SELECTED TEXT >>
But there is just no credible story or data that backs up those claims. Banks simply weren’t (and aren’t) constrained by “liquidity”. The LSAP was financially risky performative display, but it made no material difference to any macro outcomes that matter, including house prices.
There is quite a lot of this sort of stuff.
Grimes ends on a better note, lamenting the refusal of governments – past and present – to contemplate substantially lower house prices, let alone take the steps that would bring them about (his final line “And no politician seems to care enough to do anything about it” is one I totally endorse). But in trying to argue a case that a change to the Reserve Bank Act – that had no impact on anything discernible as it went through Parliament or in its first year on the books – somehow explains our house price outcomes (especially in a world where many similar price rises are occurring, and where there was no change in central bank legislation), seems unsupported, and ends up largely serving the interests of the government, by distracting attention from the thing – land use deregulation – that really would make a marked difference and which the government absolutely refuses to do anything much about.
There is nothing much in that I would change today. In particular, in continuing to attack the change in the wording of the mandate (a matter on which reasonable people might differ, but which most economists would argue largely served to reflect how the Bank had been – and had been expected to be – running policy for the previous 25 years), he has not (that I’ve seen) been willing to engage with the points I’ve noted above which the Bank might reasonably be expected to mount in its defence.
Similarly, he never engages with the straight inflation forecasts the Bank was publishing this time last year: if they believed those numbers, the purest of simple inflation targeting central banks would have been doing just what the RB did (and arguably more, given that the forecasts remained at/below the bottom of the target range for a protracted period)
As Arthur correctly noted in his RNZ interview yesterday, monetary policy lags are quite long. The Bank has to be looking ahead in setting policy. Many estimates are that the lags for the main effects of monetary policy might be 18-24 months. Thus, June quarter 2022 inflation might be most affected by monetary policy choices in late 2020. Here is a summary of the key variables in the Bank’s November 2020 MPS projections (“baseline scenario” as they were calling it at the time)

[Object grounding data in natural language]
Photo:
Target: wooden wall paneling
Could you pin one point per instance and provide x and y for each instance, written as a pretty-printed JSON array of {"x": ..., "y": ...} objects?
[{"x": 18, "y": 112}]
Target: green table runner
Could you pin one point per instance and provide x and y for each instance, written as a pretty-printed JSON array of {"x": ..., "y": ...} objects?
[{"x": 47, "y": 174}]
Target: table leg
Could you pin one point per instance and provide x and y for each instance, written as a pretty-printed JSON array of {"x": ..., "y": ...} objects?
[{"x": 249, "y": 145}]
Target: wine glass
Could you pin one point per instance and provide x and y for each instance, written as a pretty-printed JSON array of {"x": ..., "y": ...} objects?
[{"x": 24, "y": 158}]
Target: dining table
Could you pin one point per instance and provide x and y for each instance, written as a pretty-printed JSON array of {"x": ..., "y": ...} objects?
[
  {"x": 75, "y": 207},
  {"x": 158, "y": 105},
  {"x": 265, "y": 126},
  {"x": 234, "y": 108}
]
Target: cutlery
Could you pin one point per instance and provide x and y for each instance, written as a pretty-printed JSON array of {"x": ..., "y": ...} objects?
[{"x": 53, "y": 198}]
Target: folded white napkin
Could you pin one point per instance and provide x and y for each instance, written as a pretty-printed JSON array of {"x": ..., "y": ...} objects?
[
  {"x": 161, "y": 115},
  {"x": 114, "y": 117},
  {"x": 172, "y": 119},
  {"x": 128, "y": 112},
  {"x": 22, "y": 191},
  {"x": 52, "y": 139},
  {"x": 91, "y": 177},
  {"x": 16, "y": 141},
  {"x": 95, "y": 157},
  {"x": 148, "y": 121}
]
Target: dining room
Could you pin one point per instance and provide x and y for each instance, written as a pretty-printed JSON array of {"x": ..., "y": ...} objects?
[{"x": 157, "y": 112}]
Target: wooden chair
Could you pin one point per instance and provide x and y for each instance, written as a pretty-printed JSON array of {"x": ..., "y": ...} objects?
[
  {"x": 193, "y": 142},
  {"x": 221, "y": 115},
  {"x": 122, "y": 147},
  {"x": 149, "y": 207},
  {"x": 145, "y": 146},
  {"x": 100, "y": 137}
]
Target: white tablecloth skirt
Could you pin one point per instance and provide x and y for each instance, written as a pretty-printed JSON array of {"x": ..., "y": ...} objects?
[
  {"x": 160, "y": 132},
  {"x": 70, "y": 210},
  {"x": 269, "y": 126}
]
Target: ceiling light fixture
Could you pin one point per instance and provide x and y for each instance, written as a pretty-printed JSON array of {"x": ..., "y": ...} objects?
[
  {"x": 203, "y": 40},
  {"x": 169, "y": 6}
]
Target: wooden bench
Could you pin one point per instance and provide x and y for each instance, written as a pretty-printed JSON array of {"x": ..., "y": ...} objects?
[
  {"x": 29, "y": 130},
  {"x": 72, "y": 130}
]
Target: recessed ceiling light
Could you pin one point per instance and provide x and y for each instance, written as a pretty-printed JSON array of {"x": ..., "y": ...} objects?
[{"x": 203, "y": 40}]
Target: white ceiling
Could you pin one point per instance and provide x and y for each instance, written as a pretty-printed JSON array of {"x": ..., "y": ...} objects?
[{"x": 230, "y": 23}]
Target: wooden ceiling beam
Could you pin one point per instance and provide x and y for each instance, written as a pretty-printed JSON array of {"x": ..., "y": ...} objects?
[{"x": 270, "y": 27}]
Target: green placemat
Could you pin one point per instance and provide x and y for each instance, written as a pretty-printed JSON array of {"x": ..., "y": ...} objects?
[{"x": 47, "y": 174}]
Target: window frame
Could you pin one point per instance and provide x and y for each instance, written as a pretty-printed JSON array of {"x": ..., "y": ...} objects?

* * *

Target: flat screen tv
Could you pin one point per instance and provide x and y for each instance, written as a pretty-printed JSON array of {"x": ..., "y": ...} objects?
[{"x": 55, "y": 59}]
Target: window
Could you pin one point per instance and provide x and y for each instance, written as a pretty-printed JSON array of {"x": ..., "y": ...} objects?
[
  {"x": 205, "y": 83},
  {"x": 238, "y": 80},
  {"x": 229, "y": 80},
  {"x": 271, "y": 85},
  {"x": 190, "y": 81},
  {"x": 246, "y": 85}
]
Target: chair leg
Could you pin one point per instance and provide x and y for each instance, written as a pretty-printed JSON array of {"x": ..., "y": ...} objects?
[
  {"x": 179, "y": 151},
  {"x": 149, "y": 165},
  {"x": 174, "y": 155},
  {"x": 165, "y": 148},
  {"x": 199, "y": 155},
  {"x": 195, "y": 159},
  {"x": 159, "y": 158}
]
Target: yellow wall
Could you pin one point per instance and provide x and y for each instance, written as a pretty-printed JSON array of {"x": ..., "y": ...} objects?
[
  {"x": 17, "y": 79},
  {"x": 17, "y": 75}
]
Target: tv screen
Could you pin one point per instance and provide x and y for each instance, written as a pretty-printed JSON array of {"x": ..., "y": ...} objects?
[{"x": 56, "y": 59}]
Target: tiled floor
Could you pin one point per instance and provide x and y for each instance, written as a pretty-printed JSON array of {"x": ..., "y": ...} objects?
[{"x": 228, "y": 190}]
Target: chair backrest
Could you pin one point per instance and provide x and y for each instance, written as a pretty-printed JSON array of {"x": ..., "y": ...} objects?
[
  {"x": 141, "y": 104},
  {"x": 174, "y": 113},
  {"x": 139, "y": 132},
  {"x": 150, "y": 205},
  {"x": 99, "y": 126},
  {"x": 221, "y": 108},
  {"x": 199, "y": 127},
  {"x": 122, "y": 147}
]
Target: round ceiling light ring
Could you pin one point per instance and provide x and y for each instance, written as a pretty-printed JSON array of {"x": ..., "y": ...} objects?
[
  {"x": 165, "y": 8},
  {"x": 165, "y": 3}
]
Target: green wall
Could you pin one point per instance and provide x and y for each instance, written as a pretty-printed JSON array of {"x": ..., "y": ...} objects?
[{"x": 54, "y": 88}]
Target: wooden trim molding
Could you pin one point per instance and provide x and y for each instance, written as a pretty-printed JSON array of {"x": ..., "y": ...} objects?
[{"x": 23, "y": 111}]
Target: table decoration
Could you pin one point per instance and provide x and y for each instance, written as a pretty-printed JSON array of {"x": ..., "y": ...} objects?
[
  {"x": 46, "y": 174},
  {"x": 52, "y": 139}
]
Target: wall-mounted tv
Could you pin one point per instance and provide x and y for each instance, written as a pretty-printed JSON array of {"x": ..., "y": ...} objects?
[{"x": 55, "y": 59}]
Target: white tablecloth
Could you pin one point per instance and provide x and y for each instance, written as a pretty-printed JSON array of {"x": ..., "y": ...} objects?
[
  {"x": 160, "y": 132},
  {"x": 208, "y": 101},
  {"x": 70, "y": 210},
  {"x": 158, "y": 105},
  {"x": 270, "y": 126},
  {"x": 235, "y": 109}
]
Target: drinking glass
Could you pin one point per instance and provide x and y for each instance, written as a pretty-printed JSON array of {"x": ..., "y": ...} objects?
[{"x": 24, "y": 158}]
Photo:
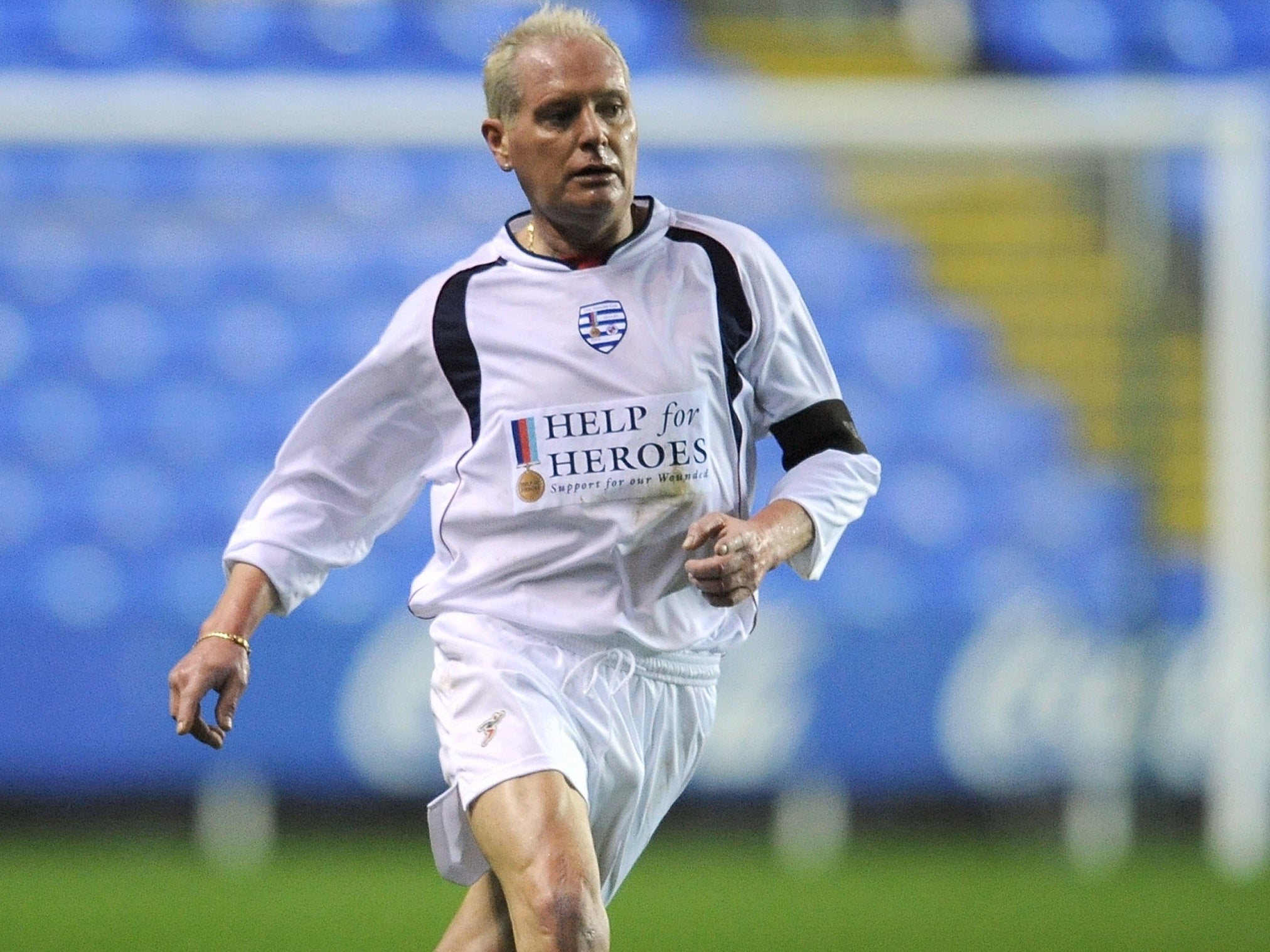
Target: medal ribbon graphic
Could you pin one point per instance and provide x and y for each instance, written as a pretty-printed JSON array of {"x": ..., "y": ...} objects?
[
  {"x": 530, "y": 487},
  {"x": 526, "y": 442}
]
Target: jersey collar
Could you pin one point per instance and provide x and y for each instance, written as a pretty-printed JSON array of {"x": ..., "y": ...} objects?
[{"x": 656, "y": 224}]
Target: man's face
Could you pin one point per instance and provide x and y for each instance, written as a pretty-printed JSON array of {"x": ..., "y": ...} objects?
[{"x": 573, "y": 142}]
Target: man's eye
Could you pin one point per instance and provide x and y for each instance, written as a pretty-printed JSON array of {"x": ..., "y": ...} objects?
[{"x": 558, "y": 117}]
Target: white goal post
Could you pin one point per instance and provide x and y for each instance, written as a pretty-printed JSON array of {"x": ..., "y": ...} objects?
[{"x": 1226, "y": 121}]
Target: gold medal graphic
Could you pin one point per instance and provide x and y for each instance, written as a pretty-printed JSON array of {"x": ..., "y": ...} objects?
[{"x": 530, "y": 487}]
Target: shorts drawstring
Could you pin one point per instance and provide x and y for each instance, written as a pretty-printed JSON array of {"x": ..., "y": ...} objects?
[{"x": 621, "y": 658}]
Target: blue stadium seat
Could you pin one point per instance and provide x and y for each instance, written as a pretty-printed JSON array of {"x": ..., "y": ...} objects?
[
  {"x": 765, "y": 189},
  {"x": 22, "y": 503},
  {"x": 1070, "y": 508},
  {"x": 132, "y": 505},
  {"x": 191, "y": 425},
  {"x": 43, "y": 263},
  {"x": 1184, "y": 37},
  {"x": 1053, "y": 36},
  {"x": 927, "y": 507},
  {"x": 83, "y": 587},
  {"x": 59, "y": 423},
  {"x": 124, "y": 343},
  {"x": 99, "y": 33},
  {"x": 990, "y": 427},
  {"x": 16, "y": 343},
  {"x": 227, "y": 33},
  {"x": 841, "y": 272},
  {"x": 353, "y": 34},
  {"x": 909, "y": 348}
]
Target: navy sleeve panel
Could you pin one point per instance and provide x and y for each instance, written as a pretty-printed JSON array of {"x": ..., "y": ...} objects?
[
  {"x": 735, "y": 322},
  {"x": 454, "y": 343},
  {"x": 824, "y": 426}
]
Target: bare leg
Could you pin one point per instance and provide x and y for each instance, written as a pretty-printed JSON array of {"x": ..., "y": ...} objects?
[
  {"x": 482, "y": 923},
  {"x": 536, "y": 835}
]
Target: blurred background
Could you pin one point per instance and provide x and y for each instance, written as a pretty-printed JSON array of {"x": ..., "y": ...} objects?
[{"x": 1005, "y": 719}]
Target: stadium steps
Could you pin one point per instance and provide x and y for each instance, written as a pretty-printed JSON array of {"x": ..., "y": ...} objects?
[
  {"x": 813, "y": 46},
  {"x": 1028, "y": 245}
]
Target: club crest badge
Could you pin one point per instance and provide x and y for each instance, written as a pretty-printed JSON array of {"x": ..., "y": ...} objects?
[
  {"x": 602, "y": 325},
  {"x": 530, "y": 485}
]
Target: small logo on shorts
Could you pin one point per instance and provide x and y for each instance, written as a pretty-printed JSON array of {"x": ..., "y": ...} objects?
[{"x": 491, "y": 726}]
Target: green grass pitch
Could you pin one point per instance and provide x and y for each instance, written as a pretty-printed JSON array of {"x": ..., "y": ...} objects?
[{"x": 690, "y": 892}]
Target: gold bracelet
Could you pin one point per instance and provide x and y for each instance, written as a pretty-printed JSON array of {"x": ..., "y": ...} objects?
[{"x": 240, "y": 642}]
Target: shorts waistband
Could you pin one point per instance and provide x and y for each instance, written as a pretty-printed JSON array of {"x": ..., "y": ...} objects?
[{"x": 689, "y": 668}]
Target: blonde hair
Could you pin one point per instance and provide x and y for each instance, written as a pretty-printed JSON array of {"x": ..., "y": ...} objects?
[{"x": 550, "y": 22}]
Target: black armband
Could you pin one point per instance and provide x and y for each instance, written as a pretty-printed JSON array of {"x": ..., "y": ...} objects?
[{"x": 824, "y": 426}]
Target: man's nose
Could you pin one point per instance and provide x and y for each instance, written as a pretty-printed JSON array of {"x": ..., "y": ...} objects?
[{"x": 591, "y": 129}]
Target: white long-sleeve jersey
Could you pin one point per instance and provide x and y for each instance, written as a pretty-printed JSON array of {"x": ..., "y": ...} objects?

REQUIRED ACTION 1 >>
In the passage on the Reserve Bank and house prices, how long do many estimates say the lags for the main effects of monetary policy might be?
REQUIRED ACTION 2 >>
Reproduce the passage on the Reserve Bank and house prices word for word, beginning at the words "Similarly, he never" and stopping after "a protracted period)".

WRITTEN RESPONSE 1 >>
18-24 months.

WRITTEN RESPONSE 2 >>
Similarly, he never engages with the straight inflation forecasts the Bank was publishing this time last year: if they believed those numbers, the purest of simple inflation targeting central banks would have been doing just what the RB did (and arguably more, given that the forecasts remained at/below the bottom of the target range for a protracted period)